▶ **Extrait choisi**:
------------------------------------------------------------
Cet embryon de musée était alors sous la direction d’un archéologue autrichien, le docteur Déthier, qui passait en Turquie pour un savant considérable. Comme tous les étrangers ou non-musulmans au service de la Porte, le docteur Déthier se sentait suspect et s’efforçait de prouver son zèle en se montrant plus Turc que le Grand-Turc. C’est à son initiative qu’est due la loi du 24 mars 1874 qui est encore en vigueur aujourd’hui. Voici, en résumé, les dispositions de cette loi[1]. Toute antiquité non découverte appartient au gouvernement. Quant aux antiquités trouvées par ceux qui effectueraient des fouilles par autorisation, un tiers appartiendra au gouvernement, un autre tiers à l’inventeur et le reste au propriétaire du terrain. La répartition des antiquités se fera, suivant la demande du gouvernement, en nature ou en valeur. Est interdite toute fouille sans autorisation officielle et sans le consentement du propriétaire du terrain, sous peine de la confiscation des trouvailles, d’une amende de 1 à 5 livres turques et d’un emprisonnement de trois jours à une semaine. Un commissaire du gouvernement est adjoint au fouilleur et doit être rétribué par ce dernier. Ceux qui découvrent des antiquités, par hasard ou en fouillant, doivent prévenir le gouvernement dans les dix jours. Le partage se fait par l’autorité locale, ou, si elle éprouve de l’embarras, par le ministère. Les antiquités indivisibles seront estimées par des experts et la répartition se fera en valeur. Une liste de monnaies et autres objets antiques destinés à être exportés à l’étranger doit être transmise au ministre de l’instruction publique, sans l’autorisation duquel ces antiquités ne peuvent être exportées. Si le gouvernement veut faire l’acquisition de ces objets, il en paiera le prix. Quant au reste, le possesseur sera libre de le faire sortir. Les antiquités saisies en flagrant délit de contrebande seront confisquées. Ceux qui auront démoli ou endommagé des antiquités seront condamnés à l’amende ainsi qu’à un emprisonnement d’un mois à un an. Le produit du droit de 5 pour 100 à percevoir sur les antiquités vendues aux enchères publiques, l’argent provenant du partage en valeur des antiquités, ainsi que les produits des confiscations appartiennent à la caisse du musée impérial.
------------------------------------------------------------
▶ **Exercice proposé 1**:
Selon l’extrait sur la loi du 24 mars 1874, dans quel délai les personnes qui découvrent des antiquités doivent-elles prévenir le gouvernement ?
▶ **Exercice proposé 2**:
Indiquez si chacune des affirmations suivantes s’accorde avec l’extrait sur la loi du 24 mars 1874, en répondant par oui ou par non et en citant les mots décisifs de l’extrait : (a) le docteur Déthier était un archéologue autrichien ; (b) le commissaire adjoint au fouilleur est rétribué par le gouvernement ; (c) endommager des antiquités expose à un emprisonnement d’un mois à un an.
▶ **Exercice proposé 3**:
Reprenez l’extrait sur la loi du 24 mars 1874 là où il s’arrête et poursuivez-le après sa dernière phrase.
La liste qui suit n’a aucun lien avec l’extrait sur la loi du 24 mars 1874.

▶ **Données affichées**:
------------------------------------------------------------
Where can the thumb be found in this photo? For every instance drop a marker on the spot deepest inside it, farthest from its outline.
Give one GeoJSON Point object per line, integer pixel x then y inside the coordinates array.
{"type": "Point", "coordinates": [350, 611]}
------------------------------------------------------------
▶ **Réponse attendue 1**:
Dans les dix jours.

▶ **Réponse attendue 2**:
(a) Oui : « un archéologue autrichien, le docteur Déthier ».
(b) Non : « Un commissaire du gouvernement est adjoint au fouilleur et doit être rétribué par ce dernier ».
(c) Oui : « seront condamnés à l’amende ainsi qu’à un emprisonnement d’un mois à un an ».

▶ **Réponse attendue 3**:
Il est triste de penser qu’une telle loi a été conçue et rédigée par un archéologue européen. La division en trois parts d’une trouvaille d’antiquités est presque toujours impraticable, car les objets d’art découverts ensemble, formant une série, sont par leur nature indivisibles.

  1. Législation ottomane, de Nikolaïdes, t. III, p. 162.